• WHAT IS EXPECTED: Copy the lines of the records below word for word, from the very start down to and including the line that contains "Target: bamboo outrigger arm". Leave the pictures out of your answer.

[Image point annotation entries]
---

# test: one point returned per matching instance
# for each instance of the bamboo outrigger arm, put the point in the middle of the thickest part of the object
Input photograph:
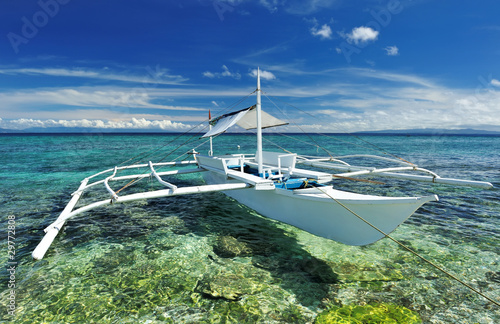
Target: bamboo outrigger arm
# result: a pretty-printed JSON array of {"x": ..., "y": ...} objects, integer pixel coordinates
[
  {"x": 53, "y": 229},
  {"x": 391, "y": 172}
]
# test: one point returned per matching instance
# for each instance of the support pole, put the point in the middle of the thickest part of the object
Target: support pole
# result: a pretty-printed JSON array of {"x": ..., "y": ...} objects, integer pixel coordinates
[{"x": 259, "y": 125}]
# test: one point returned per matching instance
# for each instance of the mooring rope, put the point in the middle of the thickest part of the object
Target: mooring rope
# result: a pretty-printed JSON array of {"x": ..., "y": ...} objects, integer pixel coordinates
[{"x": 411, "y": 251}]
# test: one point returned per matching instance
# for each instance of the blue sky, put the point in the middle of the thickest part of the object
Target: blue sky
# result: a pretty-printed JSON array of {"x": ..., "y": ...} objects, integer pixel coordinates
[{"x": 160, "y": 64}]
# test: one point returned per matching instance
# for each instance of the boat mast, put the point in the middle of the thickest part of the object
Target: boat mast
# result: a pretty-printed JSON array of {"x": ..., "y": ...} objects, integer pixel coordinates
[
  {"x": 259, "y": 125},
  {"x": 211, "y": 152}
]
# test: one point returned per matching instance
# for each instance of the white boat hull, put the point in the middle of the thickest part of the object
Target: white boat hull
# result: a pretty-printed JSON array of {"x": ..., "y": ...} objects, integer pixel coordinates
[{"x": 316, "y": 212}]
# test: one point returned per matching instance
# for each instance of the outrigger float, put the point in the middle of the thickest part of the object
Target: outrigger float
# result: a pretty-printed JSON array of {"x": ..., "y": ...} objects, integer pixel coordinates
[{"x": 272, "y": 184}]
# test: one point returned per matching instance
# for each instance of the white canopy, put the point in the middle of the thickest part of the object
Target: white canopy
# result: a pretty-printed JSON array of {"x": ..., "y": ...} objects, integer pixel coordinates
[{"x": 246, "y": 118}]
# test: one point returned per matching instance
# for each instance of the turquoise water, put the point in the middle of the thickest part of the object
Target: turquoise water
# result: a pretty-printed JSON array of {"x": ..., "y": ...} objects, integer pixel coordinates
[{"x": 207, "y": 259}]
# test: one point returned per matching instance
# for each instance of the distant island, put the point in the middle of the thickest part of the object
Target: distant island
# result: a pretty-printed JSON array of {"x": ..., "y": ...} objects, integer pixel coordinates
[{"x": 430, "y": 131}]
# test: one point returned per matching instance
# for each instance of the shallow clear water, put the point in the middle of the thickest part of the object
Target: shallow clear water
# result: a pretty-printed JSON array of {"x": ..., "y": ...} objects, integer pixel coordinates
[{"x": 208, "y": 259}]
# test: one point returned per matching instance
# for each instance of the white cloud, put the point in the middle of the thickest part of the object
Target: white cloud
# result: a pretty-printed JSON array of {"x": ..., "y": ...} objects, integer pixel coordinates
[
  {"x": 225, "y": 73},
  {"x": 307, "y": 7},
  {"x": 325, "y": 32},
  {"x": 148, "y": 75},
  {"x": 495, "y": 82},
  {"x": 266, "y": 75},
  {"x": 131, "y": 98},
  {"x": 134, "y": 123},
  {"x": 392, "y": 50},
  {"x": 361, "y": 35},
  {"x": 271, "y": 5}
]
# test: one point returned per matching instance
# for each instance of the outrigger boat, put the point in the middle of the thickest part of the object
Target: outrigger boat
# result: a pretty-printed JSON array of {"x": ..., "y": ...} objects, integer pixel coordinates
[{"x": 272, "y": 184}]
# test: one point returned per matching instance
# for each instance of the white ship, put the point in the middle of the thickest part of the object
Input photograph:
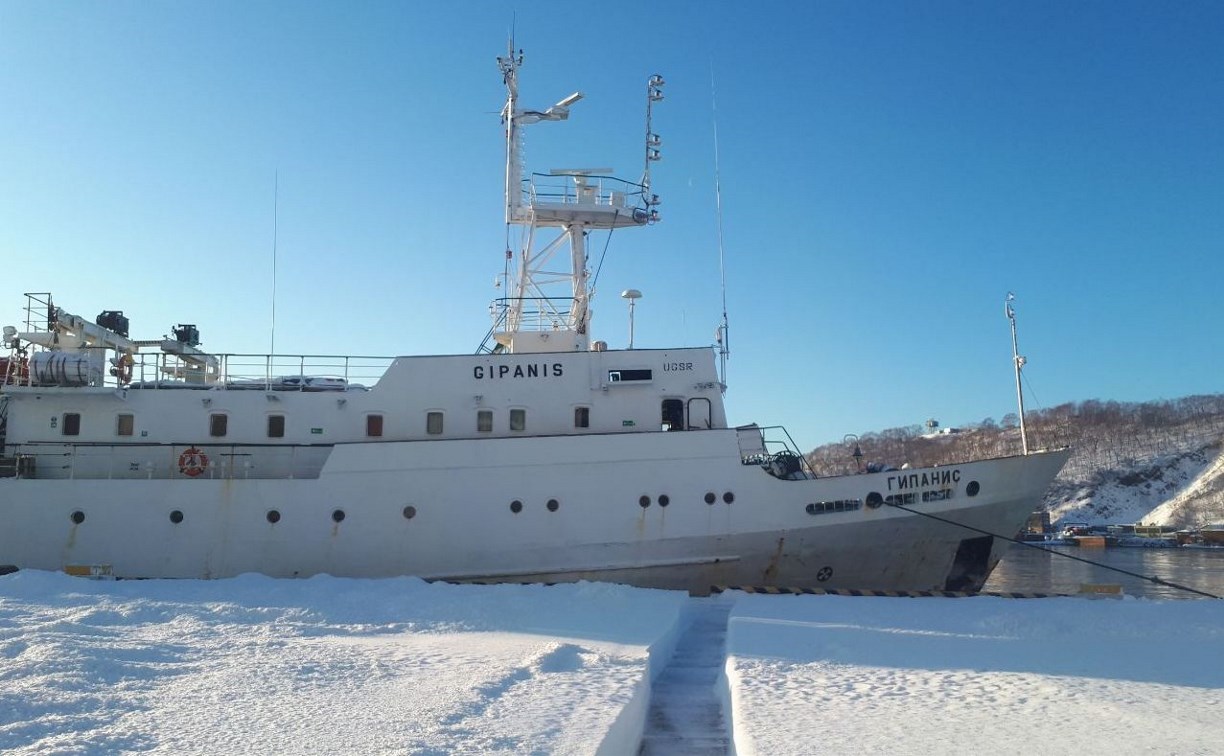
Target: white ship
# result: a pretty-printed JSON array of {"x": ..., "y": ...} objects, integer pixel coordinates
[{"x": 546, "y": 458}]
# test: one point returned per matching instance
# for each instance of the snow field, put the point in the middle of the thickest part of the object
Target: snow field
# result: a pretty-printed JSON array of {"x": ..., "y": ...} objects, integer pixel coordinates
[
  {"x": 326, "y": 664},
  {"x": 399, "y": 666},
  {"x": 968, "y": 675}
]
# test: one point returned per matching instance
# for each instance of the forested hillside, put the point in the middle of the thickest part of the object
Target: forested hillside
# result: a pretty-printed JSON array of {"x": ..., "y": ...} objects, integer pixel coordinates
[{"x": 1159, "y": 461}]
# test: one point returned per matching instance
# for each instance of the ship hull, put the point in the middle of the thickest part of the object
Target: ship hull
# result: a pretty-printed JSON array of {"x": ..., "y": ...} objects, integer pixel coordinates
[{"x": 630, "y": 509}]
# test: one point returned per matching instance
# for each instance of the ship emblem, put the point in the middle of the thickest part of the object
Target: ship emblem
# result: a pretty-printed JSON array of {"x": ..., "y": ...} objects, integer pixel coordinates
[{"x": 192, "y": 463}]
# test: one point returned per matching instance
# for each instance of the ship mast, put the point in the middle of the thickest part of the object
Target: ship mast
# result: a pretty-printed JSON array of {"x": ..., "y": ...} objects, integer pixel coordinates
[
  {"x": 546, "y": 307},
  {"x": 1018, "y": 361}
]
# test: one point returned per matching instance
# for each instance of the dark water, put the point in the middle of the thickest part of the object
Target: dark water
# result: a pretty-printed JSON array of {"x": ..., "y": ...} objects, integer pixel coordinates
[{"x": 1029, "y": 570}]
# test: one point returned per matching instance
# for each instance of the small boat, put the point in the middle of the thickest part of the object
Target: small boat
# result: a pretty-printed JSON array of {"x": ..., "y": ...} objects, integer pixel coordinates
[{"x": 544, "y": 456}]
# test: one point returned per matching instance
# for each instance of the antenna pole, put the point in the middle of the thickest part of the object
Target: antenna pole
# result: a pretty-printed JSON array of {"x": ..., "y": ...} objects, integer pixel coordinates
[
  {"x": 723, "y": 329},
  {"x": 1018, "y": 361},
  {"x": 276, "y": 207}
]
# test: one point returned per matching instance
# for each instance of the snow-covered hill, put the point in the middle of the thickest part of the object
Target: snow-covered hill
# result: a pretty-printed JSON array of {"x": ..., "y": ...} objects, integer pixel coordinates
[
  {"x": 1182, "y": 489},
  {"x": 1157, "y": 463}
]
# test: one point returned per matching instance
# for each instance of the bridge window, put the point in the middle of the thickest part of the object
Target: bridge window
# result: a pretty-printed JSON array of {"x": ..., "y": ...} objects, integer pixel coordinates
[
  {"x": 433, "y": 423},
  {"x": 218, "y": 425},
  {"x": 373, "y": 426}
]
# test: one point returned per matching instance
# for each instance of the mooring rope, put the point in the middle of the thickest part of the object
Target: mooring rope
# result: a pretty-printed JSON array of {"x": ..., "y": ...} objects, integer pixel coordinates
[{"x": 1152, "y": 579}]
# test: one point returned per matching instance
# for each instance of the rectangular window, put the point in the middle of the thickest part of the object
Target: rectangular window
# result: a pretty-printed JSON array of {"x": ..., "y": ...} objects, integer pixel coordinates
[
  {"x": 373, "y": 425},
  {"x": 433, "y": 423},
  {"x": 71, "y": 423},
  {"x": 518, "y": 420},
  {"x": 218, "y": 425},
  {"x": 626, "y": 376}
]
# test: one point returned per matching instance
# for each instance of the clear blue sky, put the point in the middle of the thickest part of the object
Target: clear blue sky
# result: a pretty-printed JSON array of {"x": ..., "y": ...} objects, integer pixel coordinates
[{"x": 890, "y": 170}]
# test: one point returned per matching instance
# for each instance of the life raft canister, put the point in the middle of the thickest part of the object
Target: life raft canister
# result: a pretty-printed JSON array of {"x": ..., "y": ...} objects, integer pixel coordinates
[{"x": 192, "y": 463}]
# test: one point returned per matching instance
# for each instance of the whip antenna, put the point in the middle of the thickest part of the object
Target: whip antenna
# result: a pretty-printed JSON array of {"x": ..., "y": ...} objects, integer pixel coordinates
[{"x": 721, "y": 333}]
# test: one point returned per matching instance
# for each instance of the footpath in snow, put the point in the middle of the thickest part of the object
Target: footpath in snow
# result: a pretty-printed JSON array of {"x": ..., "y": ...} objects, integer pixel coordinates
[{"x": 400, "y": 666}]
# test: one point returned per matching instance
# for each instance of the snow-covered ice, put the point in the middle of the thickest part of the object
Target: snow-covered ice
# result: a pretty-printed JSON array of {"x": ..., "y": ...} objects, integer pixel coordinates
[{"x": 326, "y": 664}]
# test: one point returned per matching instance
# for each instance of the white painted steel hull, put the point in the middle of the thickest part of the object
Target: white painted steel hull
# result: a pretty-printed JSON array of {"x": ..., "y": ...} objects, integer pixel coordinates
[{"x": 464, "y": 529}]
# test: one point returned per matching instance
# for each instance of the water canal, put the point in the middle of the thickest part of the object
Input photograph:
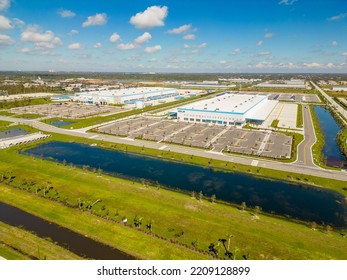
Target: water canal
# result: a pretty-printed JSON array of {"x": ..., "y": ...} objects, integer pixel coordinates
[
  {"x": 279, "y": 197},
  {"x": 330, "y": 128},
  {"x": 13, "y": 132},
  {"x": 74, "y": 242}
]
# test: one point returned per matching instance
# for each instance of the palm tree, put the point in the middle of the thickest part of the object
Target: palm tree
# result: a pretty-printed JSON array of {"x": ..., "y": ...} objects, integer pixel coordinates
[
  {"x": 149, "y": 225},
  {"x": 200, "y": 196}
]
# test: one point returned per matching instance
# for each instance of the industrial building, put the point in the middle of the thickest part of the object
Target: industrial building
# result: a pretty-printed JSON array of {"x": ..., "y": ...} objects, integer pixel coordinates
[
  {"x": 293, "y": 83},
  {"x": 126, "y": 95},
  {"x": 228, "y": 109}
]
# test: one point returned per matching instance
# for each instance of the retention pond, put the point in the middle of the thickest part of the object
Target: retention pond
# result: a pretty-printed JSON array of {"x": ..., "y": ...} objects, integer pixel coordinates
[
  {"x": 74, "y": 242},
  {"x": 330, "y": 128},
  {"x": 302, "y": 202}
]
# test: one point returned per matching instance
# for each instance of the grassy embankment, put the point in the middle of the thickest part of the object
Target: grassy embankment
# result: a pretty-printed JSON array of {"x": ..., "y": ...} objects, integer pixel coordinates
[
  {"x": 299, "y": 117},
  {"x": 274, "y": 123},
  {"x": 182, "y": 225},
  {"x": 29, "y": 116},
  {"x": 17, "y": 243},
  {"x": 317, "y": 148},
  {"x": 4, "y": 123}
]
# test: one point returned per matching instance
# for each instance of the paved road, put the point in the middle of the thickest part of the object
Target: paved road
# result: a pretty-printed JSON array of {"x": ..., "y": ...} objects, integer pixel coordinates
[
  {"x": 305, "y": 147},
  {"x": 289, "y": 167},
  {"x": 332, "y": 102}
]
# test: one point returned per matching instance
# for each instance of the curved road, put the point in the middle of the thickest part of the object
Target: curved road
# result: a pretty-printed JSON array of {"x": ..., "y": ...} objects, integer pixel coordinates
[
  {"x": 305, "y": 147},
  {"x": 289, "y": 167}
]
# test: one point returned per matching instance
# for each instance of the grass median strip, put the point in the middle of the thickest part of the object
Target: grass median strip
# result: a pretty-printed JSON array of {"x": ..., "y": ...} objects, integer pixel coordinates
[{"x": 177, "y": 219}]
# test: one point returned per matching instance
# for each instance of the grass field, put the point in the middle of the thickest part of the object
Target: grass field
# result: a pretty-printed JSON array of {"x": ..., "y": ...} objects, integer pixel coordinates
[
  {"x": 180, "y": 223},
  {"x": 299, "y": 118},
  {"x": 16, "y": 243},
  {"x": 274, "y": 123}
]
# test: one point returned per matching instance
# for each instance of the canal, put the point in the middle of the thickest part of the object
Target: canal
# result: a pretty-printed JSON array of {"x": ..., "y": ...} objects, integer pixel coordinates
[
  {"x": 72, "y": 241},
  {"x": 302, "y": 202},
  {"x": 330, "y": 128},
  {"x": 13, "y": 132}
]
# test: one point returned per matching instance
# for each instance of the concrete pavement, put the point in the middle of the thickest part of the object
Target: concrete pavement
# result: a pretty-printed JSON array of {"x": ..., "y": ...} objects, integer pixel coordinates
[
  {"x": 289, "y": 167},
  {"x": 332, "y": 102},
  {"x": 305, "y": 147}
]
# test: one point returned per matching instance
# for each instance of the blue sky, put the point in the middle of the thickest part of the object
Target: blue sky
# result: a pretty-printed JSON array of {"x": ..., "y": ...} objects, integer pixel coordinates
[{"x": 174, "y": 35}]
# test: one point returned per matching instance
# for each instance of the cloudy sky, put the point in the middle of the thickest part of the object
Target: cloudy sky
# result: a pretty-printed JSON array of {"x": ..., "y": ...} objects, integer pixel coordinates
[{"x": 174, "y": 35}]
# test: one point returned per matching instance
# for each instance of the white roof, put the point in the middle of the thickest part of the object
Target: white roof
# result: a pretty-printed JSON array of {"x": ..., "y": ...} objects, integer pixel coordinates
[
  {"x": 261, "y": 112},
  {"x": 229, "y": 102}
]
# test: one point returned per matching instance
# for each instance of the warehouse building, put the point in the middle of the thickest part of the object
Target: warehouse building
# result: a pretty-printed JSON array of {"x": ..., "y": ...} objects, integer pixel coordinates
[
  {"x": 126, "y": 96},
  {"x": 228, "y": 109}
]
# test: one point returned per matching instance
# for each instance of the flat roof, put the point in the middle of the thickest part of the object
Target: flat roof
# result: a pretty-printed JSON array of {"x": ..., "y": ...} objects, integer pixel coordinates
[
  {"x": 128, "y": 92},
  {"x": 226, "y": 103},
  {"x": 261, "y": 112}
]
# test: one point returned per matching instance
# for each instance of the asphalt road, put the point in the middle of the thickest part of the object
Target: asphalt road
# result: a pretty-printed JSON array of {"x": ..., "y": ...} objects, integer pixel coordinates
[
  {"x": 332, "y": 102},
  {"x": 305, "y": 147},
  {"x": 289, "y": 167}
]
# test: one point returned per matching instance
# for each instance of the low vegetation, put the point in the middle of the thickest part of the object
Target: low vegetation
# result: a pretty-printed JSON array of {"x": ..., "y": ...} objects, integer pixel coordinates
[
  {"x": 299, "y": 118},
  {"x": 161, "y": 224},
  {"x": 17, "y": 243},
  {"x": 274, "y": 123}
]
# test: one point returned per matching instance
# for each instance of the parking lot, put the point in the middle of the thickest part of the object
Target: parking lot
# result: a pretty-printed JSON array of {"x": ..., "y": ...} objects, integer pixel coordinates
[
  {"x": 67, "y": 110},
  {"x": 285, "y": 113},
  {"x": 343, "y": 100},
  {"x": 306, "y": 98},
  {"x": 216, "y": 138}
]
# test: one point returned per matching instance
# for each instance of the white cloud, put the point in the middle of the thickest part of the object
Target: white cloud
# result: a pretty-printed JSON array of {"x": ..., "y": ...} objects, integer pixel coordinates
[
  {"x": 5, "y": 23},
  {"x": 114, "y": 38},
  {"x": 338, "y": 17},
  {"x": 313, "y": 65},
  {"x": 127, "y": 47},
  {"x": 263, "y": 53},
  {"x": 17, "y": 22},
  {"x": 24, "y": 50},
  {"x": 189, "y": 37},
  {"x": 154, "y": 49},
  {"x": 287, "y": 2},
  {"x": 73, "y": 32},
  {"x": 4, "y": 4},
  {"x": 201, "y": 46},
  {"x": 180, "y": 30},
  {"x": 66, "y": 13},
  {"x": 75, "y": 46},
  {"x": 330, "y": 65},
  {"x": 153, "y": 16},
  {"x": 268, "y": 35},
  {"x": 98, "y": 19},
  {"x": 144, "y": 38},
  {"x": 236, "y": 51},
  {"x": 6, "y": 40},
  {"x": 41, "y": 40},
  {"x": 137, "y": 43},
  {"x": 264, "y": 64}
]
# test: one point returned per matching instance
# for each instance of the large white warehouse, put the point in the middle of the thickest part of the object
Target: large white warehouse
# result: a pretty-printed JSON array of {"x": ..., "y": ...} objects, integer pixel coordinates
[
  {"x": 125, "y": 96},
  {"x": 228, "y": 109}
]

---

• TASK RESPONSE:
# test: one point returned per matching instance
# for each instance of the bamboo outrigger arm, put the point in the middle of the thickest part of the object
Input photograph:
Target: bamboo outrigger arm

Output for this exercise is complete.